_INPUT DATA_:
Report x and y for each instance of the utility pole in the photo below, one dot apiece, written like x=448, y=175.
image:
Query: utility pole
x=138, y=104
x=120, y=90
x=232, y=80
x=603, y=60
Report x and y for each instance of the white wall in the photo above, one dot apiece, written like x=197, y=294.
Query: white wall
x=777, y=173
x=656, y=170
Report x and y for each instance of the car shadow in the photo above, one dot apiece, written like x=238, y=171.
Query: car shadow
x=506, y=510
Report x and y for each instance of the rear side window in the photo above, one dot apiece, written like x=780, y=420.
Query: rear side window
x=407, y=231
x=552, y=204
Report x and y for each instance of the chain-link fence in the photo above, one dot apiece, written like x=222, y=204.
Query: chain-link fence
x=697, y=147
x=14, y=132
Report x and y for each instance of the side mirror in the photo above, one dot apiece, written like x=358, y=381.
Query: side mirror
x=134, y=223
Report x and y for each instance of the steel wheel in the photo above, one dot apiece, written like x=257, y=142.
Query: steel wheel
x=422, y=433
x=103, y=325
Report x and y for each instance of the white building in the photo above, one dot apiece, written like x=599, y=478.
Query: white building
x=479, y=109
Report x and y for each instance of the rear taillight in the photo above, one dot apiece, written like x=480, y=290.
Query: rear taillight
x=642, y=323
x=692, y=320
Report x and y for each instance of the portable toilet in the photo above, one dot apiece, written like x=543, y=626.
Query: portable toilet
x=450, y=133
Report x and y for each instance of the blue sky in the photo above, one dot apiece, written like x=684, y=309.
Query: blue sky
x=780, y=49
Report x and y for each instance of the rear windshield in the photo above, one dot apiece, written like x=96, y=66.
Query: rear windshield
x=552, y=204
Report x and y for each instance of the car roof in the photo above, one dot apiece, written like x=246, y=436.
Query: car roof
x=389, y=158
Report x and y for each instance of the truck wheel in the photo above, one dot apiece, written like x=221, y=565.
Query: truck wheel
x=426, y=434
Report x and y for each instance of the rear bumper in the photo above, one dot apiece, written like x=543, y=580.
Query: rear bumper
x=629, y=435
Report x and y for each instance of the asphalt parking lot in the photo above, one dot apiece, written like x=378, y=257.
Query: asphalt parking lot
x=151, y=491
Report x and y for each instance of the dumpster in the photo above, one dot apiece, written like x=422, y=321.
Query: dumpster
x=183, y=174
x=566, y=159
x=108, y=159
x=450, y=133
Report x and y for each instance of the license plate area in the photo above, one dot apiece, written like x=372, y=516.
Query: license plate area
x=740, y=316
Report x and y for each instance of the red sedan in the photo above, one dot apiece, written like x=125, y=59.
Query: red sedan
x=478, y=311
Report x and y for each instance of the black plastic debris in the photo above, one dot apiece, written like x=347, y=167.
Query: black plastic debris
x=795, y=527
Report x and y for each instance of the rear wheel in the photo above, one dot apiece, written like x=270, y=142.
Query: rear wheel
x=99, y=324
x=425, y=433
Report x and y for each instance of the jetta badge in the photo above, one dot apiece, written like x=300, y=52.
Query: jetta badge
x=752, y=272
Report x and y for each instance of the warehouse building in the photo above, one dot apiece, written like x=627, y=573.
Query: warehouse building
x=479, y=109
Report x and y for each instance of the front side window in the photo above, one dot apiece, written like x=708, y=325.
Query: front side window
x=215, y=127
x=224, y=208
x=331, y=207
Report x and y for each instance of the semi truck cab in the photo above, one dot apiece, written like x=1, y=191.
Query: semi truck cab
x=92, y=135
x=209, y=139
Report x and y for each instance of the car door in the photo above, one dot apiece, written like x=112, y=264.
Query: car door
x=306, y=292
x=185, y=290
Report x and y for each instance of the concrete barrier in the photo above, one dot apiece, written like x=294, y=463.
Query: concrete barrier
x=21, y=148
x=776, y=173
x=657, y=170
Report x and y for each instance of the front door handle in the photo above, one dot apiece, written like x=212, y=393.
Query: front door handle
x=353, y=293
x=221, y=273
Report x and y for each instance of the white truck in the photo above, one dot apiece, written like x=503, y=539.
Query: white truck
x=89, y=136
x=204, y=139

_EXERCISE DETAILS_: An exact copy of every line above is what this asks for.

_EXERCISE RESULT_:
Report x and y for each instance of the utility pole in the photo below, one dot apiece, written like x=448, y=175.
image:
Query: utility pole
x=138, y=104
x=120, y=90
x=232, y=80
x=603, y=60
Report x and y for each instance of the white wall in the photo above, one dot apiece, written like x=197, y=294.
Query: white wall
x=777, y=173
x=656, y=170
Report x and y for each instance of the car shadow in the photo above, one dot apiece, written like x=238, y=171.
Query: car shadow
x=506, y=510
Report x and y for each instance of the rear side window in the photo above, one dot apiece, written like x=780, y=420.
Query: rear side window
x=407, y=231
x=552, y=204
Report x and y for each instance of the chain-link fence in the photo above, one dot apiece, written like x=222, y=204.
Query: chain-link fence
x=697, y=147
x=14, y=132
Report x and y for each instance of the side mirror in the photo above, one dot apiece, written like x=358, y=381.
Query: side mirror
x=134, y=223
Report x and y for each instance of the steel wheel in the photo above, one dot apiece, written like x=257, y=142.
Query: steel wheel
x=422, y=433
x=103, y=325
Report x and y for each instance of the white building in the photo above, one dot apiece, written like x=599, y=478.
Query: white building
x=479, y=109
Report x and y for each instance of the rear taillight in the photo above, one dot apiece, written like x=480, y=290.
Query: rear taillight
x=642, y=323
x=692, y=320
Report x and y for each instance of the portable toilet in the photo above, one dot apiece, written like x=543, y=626.
Query: portable toilet
x=450, y=133
Report x and y for each instance of the blue sky in the photo above, one dot apiece, written like x=684, y=309.
Query: blue sky
x=780, y=49
Report x and y for each instance of the rear windshield in the photo above, one dot apiece, written like x=96, y=66.
Query: rear windshield
x=552, y=204
Report x and y for each instance of the car roof in the photo above, one dot apiece, written like x=246, y=436.
Query: car roof
x=389, y=158
Report x and y for each instance of the truck wheel in the photo above, one dot apiece, written like x=221, y=565.
Query: truck wheel
x=426, y=434
Report x and y for each instance of the rear bumper in the photo above, one dot apiece, written like x=543, y=580.
Query: rear bumper
x=629, y=435
Report x and y for each instance of the asphalt parking lot in the photo above, one dot apiece, written like x=378, y=257.
Query: asphalt parking lot
x=151, y=491
Report x and y for each instance of the dumpster in the photo above, one dot apiece, written like x=422, y=321.
Query: dumpster
x=183, y=174
x=566, y=159
x=108, y=159
x=450, y=133
Report x and y for each instance of the license plate area in the photo above, one dot apiece, written like x=372, y=516.
Query: license plate area
x=740, y=316
Report x and y for each instance of the red sedan in the photo above, one dot apiece, written like x=125, y=59.
Query: red sedan
x=478, y=311
Report x and y for each instance of the black plastic debris in the photo above, one dot apiece, written like x=347, y=167.
Query: black plastic debris
x=795, y=527
Report x and y for each instance of the rear wheel in the photo above, one dot apiece, written like x=270, y=142.
Query: rear wheel
x=99, y=324
x=425, y=433
Report x and y for each instance of the jetta badge in the photo above, one dot apiece, written like x=300, y=52.
Query: jetta badge
x=752, y=272
Report x and y for each instance of the warehouse building in the photo above, one dot apiece, written like x=627, y=573.
Query: warehouse building
x=479, y=109
Report x and y for each instance of the front side window in the photo above, one dot apiece, written like x=708, y=325.
Query: front side window
x=215, y=127
x=224, y=208
x=331, y=207
Report x and y for each instance of the semi truck cab in the photo above, one dot apiece, written like x=1, y=191.
Query: semi truck cab
x=92, y=135
x=209, y=139
Report x and y for each instance of the car door in the photo above, one dot apiece, written like x=112, y=264.
Query: car door
x=306, y=292
x=185, y=290
Report x and y for each instance of the concrete barrier in the photo above, one dot apiece, written like x=294, y=463.
Query: concrete barrier
x=21, y=148
x=776, y=173
x=657, y=170
Report x and y for each instance of the front door handle in the photo above, one dot apiece, written like x=212, y=393.
Query: front door handle
x=353, y=293
x=221, y=273
Report x and y for each instance of the white truck in the photo above, one dot apiece, written like x=503, y=539.
Query: white truck
x=89, y=136
x=204, y=139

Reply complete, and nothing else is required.